*Extract provided*:
=-=-=-=-=

Building a Simple, Pure-Rust, Async Apache Kafka Client

Navigate to:

This article was originally published in The New Stack.

For InfluxDB IOx, the future core of InfluxDB, we use Apache Kafka to sequence data:

Apache Kafka to sequence data

Up until now, we have relied on rust-rdkafka, which provides async binding for librdkafka, which in turn is written in C. So why would we replace that? Here are some reasons:

  • Complexity: librdkafka is a complex library with loads of features that we do not need or want, and that supports a wide range of Kafka versions while we basically run the "latest." Since rust-rdkafka also only exposes a small subset of librdkafka's functionality, we think that this might apply to other users as well.
  • Bindings: rust-rdkafka tries to shoehorn librdkafka into the Rust async ecosystem. This somewhat works but has led to issues, such as tokio getting confused when callbacks are executed from different threads. The bindings themselves come with some limitations as well.
  • Buffering/Modularity: We have limited control over how buffering and batching work in librdkafka. This is an inherent issue of cross-language libraries.
  • Expertise and Insights: Bugs and unexpected behavior are hard to debug. We do not feel comfortable using the current state in production.

=-=-=-=-=

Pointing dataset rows
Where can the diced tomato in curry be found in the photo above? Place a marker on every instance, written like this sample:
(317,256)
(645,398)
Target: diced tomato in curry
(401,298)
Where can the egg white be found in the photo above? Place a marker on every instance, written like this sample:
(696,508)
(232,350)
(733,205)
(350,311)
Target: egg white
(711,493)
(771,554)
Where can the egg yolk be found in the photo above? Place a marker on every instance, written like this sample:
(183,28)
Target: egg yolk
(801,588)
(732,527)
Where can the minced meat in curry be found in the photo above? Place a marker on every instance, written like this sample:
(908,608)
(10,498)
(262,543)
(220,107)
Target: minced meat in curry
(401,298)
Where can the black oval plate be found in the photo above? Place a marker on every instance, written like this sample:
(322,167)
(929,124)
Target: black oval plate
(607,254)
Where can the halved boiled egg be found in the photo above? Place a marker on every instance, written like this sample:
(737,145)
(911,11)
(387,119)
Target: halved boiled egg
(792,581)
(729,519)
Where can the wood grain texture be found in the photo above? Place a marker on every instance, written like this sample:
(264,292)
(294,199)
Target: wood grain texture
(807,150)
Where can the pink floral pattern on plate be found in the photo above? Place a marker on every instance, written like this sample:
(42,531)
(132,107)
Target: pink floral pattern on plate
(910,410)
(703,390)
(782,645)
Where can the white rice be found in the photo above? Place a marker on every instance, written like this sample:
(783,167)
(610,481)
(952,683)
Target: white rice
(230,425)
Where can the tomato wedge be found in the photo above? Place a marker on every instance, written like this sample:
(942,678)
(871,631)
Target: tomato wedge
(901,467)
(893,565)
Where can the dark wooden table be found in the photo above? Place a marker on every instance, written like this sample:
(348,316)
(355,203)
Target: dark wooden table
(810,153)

=-=-=-=-=

*Challenge A*:
In the Kafka client article, why do the authors think that librdkafka's many unneeded features might be a problem for other users too?
*Challenge B*:
In the Kafka client article, substitute "the C library" for "librdkafka" in the passage from "This article was" to "users as well.", and write out the revised passage.

*Expected output A*:
They point out that rust-rdkafka exposes only a small subset of librdkafka's functionality. They take this to mean that other users may not need much of that functionality either.

*Expected output B*:
This article was originally published in The New Stack.

For InfluxDB IOx, the future core of InfluxDB, we use Apache Kafka to sequence data:

Apache Kafka to sequence data

Up until now, we have relied on rust-rdkafka, which provides async binding for the C library, which in turn is written in C. So why would we replace that? Here are some reasons:

  • Complexity: the C library is a complex library with loads of features that we do not need or want, and that supports a wide range of Kafka versions while we basically run the "latest." Since rust-rdkafka also only exposes a small subset of the C library's functionality, we think that this might apply to other users as well.